======== BRANO PROPOSTO

Tutti voglio smantellare la Costa Concordia. Attualmente sono sei i porti italiani ma non è escluso che il relitto 'prenda il largo' verso uno scalo estero - le foto

Italia o all’estero? Sono già in molti a scommettere che il relitto della Costa Concordia finirà in Turchia, come è capitato ad altri giganti del mare protagonisti di triste vicende, ad esempio il Moby Prince o quella della serie tv, Love boat. In primis, c’è Legambiente che sostiene di aver avuto la notizia “sicura” dello smaltimento in terra turca da una ‘fonte ufficiale’.

Certo è che appena il gigante rugginoso ha rialzato il capo, si sono scatenati gli “appetiti” di mezzo mondo per aggiudicarsi il suo smaltimento ed è iniziato il prevedibile valzer delle proposte di parte delle più disparate autorità portuali italiane.

Alle candidature di Piombino, Civitavecchia e Palermo, si aggiungono quelle di Napoli, Genova e Porto Torres, tutte in prima fila per dare l'ultima sepoltura al gigante del mare.

Ma anche all’estero ‘fa gola’ il relitto. Infatti, l'ipotesi di ricorrere ad un porto lontano dall'Italia non è mai tramontata. Tanto e' vero che sarebbe già stata noleggiata una nave-piattaforma coreana, la Vanguard, per ben due volte e per altrettante volte il contratto sarebbe saltato. Probabilmente per lo slittamento nei tempi del recupero. La Vanguard, è un bestione capace di abbracciare e sollevare la Concordia e di portarla ovunque, anche in Turchia, ad una velocità di 14 nodi.  

La decisione sull'ultimo porto di approdo del relitto ultima spetta a Costa. Ma si tratta di una decisione che la compagnia potrà prendere entro alcuni paletti. Il primo di essi e' la qualificazione della nave come rifiuto, e ciò chiama in causa il ministero dell'Ambiente e la Regione Toscana. L'altro è rappresentato dalle norme Ue che prevede che lo smaltimento avvenga nel porto più vicino e adeguato.

================
======== DATI FORNITI

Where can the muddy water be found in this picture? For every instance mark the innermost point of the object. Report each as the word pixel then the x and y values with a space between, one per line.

================

— COMPITI DA SVOLGERE —
**A)** Rispondi alle seguenti domande sul brano relativo alla Costa Concordia.
(i) Quali porti si aggiungono alle candidature di Piombino, Civitavecchia e Palermo?
(ii) A quale velocità la Vanguard è in grado di trasportare la Concordia?
(iii) Dove deve avvenire lo smaltimento secondo le norme Ue?
**B)** Cita il passo del brano relativo alla Costa Concordia compreso tra "Certo è che" e "gigante del mare.", estremi inclusi.

— SOLUZIONI DELL'ESERCIZIO —
**A)**
(i) Napoli, Genova e Porto Torres.
(ii) A 14 nodi.
(iii) Nel porto più vicino e adeguato.

**B)**
Certo è che appena il gigante rugginoso ha rialzato il capo, si sono scatenati gli “appetiti” di mezzo mondo per aggiudicarsi il suo smaltimento ed è iniziato il prevedibile valzer delle proposte di parte delle più disparate autorità portuali italiane.

Alle candidature di Piombino, Civitavecchia e Palermo, si aggiungono quelle di Napoli, Genova e Porto Torres, tutte in prima fila per dare l'ultima sepoltura al gigante del mare.